To be done = Could you write out the entries from the line with "Target: bell clapper" to the line with "[[[126,99],[209,263],[209,116],[137,81]]]", substituting "marble pillar" for "stone column" and leaving everything else as it is?

Material for the task =
** START **

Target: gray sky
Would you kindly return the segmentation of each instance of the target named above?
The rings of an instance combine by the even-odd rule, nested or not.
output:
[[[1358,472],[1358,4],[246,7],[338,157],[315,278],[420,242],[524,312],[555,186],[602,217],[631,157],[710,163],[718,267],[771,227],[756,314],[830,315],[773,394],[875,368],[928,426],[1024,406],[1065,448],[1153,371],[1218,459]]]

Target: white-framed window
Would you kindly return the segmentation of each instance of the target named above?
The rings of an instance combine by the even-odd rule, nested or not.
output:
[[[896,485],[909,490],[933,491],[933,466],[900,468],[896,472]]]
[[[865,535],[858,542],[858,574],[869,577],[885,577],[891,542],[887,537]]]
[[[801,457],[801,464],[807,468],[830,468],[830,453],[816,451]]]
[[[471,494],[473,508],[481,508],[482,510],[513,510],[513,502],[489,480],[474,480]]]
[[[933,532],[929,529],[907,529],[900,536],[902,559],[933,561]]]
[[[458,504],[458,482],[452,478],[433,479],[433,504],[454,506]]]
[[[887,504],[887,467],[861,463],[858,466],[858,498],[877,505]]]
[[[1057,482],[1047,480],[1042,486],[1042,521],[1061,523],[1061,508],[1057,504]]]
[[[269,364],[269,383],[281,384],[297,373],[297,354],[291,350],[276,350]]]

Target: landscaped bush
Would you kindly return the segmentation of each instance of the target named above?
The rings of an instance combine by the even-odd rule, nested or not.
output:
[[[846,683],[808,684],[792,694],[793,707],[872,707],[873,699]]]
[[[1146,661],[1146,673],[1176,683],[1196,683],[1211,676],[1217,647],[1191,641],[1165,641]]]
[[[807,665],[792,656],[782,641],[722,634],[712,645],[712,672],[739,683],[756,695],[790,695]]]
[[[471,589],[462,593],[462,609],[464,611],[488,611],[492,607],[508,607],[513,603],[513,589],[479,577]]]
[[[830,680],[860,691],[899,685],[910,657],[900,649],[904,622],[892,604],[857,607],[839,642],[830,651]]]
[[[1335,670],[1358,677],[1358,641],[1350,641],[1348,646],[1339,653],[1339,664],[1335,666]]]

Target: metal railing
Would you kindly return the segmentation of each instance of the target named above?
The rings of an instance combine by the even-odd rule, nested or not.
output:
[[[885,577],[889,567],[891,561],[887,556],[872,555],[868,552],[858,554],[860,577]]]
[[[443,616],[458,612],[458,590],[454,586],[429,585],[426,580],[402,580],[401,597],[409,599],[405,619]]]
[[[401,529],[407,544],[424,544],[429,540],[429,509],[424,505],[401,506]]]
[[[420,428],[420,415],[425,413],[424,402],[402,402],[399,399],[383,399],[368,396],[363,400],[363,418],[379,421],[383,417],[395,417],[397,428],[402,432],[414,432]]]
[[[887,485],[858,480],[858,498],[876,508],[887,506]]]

** END **
** START **

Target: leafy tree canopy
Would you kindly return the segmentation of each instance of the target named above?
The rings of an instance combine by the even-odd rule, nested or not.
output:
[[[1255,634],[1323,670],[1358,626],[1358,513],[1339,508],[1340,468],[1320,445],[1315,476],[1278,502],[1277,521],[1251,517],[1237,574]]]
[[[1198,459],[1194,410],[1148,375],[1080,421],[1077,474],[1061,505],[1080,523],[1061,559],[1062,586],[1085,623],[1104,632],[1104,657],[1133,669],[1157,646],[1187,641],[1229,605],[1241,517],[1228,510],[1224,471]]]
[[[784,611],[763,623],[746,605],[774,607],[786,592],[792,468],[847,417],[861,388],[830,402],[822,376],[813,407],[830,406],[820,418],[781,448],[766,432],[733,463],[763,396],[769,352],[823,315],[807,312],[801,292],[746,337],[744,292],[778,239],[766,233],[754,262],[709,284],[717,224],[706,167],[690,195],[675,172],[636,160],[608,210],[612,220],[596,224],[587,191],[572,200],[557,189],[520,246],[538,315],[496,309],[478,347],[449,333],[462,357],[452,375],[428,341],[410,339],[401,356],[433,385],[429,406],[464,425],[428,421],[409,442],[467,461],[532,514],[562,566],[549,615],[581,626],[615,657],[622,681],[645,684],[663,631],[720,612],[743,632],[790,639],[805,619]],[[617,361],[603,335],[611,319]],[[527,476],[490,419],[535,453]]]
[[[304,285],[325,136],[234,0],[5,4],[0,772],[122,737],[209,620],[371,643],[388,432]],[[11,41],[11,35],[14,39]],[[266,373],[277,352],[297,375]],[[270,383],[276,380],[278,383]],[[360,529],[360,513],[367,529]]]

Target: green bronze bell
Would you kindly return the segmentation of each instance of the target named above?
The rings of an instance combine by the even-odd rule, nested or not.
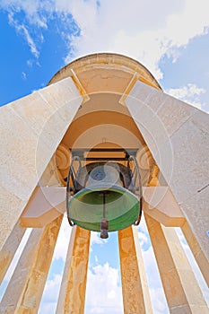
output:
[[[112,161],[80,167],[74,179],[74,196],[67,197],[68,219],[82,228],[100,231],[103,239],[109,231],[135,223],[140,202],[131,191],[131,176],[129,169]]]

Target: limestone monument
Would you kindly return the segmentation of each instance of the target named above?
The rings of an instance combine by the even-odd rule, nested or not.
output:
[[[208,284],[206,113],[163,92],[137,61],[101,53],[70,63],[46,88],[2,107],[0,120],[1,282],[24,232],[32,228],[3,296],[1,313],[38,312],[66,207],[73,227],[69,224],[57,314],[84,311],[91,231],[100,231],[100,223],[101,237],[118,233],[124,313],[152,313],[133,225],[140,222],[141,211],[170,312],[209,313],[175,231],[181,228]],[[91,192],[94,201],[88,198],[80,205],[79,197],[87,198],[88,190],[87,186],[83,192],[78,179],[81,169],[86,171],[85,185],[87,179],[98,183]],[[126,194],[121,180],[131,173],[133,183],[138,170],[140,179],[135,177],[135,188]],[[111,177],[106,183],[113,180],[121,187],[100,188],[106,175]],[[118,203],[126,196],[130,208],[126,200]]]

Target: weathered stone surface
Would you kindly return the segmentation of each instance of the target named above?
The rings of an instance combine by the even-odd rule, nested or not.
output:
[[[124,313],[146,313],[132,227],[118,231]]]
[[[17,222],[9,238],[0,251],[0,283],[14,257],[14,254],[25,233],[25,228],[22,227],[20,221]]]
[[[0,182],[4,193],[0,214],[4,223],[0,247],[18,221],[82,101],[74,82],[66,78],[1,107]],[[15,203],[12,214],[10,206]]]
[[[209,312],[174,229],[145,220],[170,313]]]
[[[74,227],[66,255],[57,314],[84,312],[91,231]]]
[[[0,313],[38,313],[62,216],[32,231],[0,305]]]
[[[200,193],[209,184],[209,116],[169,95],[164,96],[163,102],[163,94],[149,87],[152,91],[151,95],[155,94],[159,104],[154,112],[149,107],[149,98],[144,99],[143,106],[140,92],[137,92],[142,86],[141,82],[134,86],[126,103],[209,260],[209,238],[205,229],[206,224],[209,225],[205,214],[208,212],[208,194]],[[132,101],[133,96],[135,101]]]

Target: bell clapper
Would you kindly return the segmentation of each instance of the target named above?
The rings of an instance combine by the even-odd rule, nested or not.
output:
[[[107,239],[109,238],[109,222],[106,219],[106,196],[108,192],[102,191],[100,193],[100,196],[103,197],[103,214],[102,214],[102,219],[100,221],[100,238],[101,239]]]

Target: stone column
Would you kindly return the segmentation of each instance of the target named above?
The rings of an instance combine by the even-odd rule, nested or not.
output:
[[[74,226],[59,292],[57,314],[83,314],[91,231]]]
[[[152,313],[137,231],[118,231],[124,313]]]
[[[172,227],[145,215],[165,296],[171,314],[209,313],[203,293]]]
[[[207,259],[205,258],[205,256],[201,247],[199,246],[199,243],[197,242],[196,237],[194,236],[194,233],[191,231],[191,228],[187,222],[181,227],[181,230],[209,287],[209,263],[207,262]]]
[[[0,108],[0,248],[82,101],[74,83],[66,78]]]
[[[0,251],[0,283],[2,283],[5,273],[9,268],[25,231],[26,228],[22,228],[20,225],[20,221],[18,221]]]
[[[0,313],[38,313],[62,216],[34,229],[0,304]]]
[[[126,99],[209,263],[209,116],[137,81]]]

** END **

Result below =
Target: bell clapper
Would you kindly return the segmentation of each instance of the target named above?
The rings of an instance combine by the even-odd rule, nested or not.
output:
[[[107,239],[109,238],[109,222],[106,219],[106,196],[108,192],[102,191],[100,193],[100,196],[103,197],[103,214],[102,214],[102,219],[100,221],[100,238],[101,239]]]

Target: marble pillar
Would you kindly return the segmentation of each instance of the target named above?
The rings of an instance combine by the even-odd rule, nested or not.
output:
[[[74,226],[59,292],[57,314],[83,314],[91,231]]]
[[[152,313],[137,231],[118,231],[124,313]]]
[[[172,227],[145,215],[165,296],[171,314],[209,313],[203,293]]]
[[[207,259],[205,258],[205,256],[201,247],[199,246],[199,243],[197,242],[196,237],[194,236],[194,233],[191,231],[191,228],[187,222],[181,227],[181,230],[209,287],[209,263],[207,262]]]
[[[0,108],[0,248],[82,101],[74,83],[66,78]]]
[[[0,251],[0,283],[2,283],[5,273],[9,268],[25,231],[26,228],[22,228],[20,225],[20,221],[18,221]]]
[[[0,313],[38,313],[62,216],[34,229],[0,304]]]
[[[126,99],[209,263],[209,116],[137,81]]]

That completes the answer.